Find every line in the entries below that contains the word "blue", and copy each of those lines.

» **Task data**
================
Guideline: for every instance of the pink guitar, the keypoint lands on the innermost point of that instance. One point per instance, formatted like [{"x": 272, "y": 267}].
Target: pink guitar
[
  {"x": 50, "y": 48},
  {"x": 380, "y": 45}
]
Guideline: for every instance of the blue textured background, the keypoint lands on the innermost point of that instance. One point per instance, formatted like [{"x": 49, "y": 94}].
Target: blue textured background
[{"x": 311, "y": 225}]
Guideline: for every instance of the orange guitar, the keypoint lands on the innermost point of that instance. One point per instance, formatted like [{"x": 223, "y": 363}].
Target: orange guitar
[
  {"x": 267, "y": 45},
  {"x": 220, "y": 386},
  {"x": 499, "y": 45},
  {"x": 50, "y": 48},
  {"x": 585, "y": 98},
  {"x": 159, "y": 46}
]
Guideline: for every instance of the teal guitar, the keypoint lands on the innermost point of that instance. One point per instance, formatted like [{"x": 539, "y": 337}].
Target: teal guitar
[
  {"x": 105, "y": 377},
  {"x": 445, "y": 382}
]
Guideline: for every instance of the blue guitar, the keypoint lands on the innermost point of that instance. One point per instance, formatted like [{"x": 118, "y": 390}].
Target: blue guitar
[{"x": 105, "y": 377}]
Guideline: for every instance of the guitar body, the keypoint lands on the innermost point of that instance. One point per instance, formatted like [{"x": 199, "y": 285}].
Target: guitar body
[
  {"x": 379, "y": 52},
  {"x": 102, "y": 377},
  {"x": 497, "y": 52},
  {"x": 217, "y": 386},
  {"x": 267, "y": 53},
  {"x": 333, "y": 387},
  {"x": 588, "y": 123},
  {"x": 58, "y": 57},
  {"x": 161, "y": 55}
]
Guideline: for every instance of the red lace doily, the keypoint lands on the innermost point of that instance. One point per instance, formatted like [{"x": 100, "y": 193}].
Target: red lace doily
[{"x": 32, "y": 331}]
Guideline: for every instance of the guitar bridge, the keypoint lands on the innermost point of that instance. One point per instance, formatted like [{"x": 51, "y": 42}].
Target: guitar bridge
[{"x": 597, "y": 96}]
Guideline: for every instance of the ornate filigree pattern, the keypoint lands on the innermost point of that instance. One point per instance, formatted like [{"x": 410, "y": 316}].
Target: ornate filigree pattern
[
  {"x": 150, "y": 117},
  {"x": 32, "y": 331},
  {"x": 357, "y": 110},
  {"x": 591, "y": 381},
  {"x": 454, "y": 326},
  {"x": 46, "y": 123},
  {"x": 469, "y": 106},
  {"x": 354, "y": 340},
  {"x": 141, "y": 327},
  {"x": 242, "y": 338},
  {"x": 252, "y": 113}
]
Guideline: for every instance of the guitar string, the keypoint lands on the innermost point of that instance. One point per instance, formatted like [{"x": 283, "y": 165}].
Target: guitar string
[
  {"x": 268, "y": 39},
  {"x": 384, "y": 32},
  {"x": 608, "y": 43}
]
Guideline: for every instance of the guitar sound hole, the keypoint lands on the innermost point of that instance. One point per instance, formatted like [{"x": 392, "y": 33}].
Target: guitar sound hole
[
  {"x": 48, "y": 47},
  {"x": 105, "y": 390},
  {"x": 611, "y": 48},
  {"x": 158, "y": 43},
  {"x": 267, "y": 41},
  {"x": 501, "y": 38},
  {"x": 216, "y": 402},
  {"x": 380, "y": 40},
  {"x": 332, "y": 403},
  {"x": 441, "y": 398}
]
================
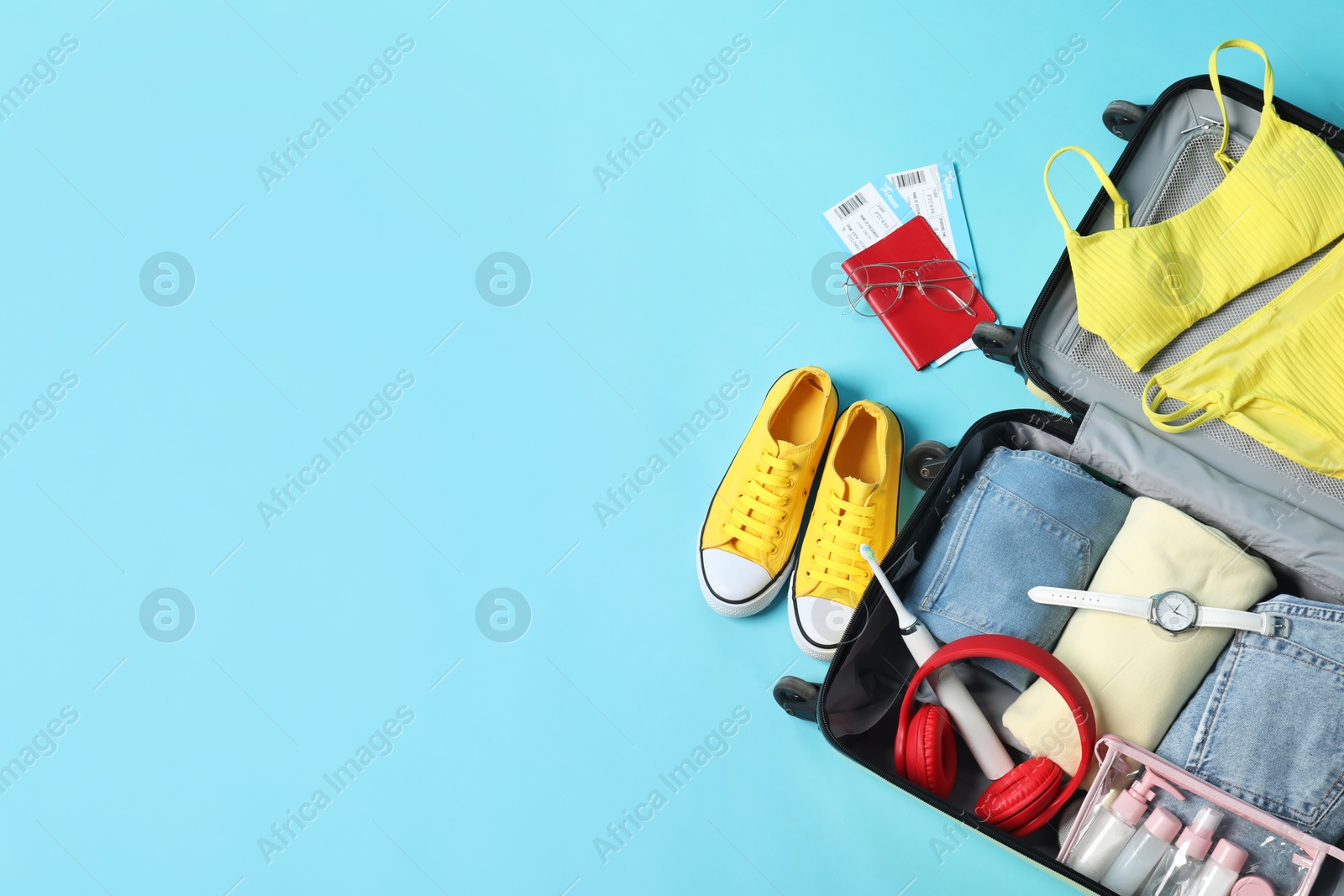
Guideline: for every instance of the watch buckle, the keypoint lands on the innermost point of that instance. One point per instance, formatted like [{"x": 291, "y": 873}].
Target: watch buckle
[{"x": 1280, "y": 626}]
================
» **Exercise answer**
Guideline: for every instance of the blue textured background, the keypoint lands on the innermost point of that instance. One point per instance, formatted like [{"x": 49, "y": 94}].
Target: blue textured background
Guideline: for every instance of the blue guitar, the keypoint lands on the innermost point of that instance. One point per instance, formatted like [{"x": 118, "y": 390}].
Target: blue guitar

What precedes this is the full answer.